Request:
Give back the line where "Question. For every instance of the bracelet" appears and all the lines after it until the listing ends, unchanged and with nothing else.

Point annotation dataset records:
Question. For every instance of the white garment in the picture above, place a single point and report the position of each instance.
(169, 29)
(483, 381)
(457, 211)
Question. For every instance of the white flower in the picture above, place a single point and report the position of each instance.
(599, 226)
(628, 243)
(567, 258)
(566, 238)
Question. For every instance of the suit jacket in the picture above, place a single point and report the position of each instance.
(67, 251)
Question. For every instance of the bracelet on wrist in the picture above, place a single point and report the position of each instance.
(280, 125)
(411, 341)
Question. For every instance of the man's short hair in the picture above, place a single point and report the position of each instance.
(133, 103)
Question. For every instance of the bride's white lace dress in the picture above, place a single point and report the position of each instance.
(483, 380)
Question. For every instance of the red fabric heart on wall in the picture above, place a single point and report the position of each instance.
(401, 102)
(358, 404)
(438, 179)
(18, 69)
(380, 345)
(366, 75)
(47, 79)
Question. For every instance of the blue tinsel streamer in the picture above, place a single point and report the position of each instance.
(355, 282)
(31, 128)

Full response:
Question. For every instance of the bracelet on wrist in the picture above, place a single point and report the position of each instance.
(280, 125)
(411, 341)
Question. For every instance of the man's short hair in the picture above, place a single point and report the position of each instance.
(133, 103)
Question. For every instance of the bride's white lace dress in the picture above, place a single point and report the position of each instance.
(483, 380)
Question. For every instance of the red fabric heart on wall in the picture above, place a single point and report the position of each instance.
(401, 102)
(358, 404)
(438, 179)
(18, 69)
(380, 345)
(366, 75)
(47, 79)
Question. For every instance of the blue tinsel streamer in the picture above, place a single point and report the position of each instance.
(355, 282)
(31, 128)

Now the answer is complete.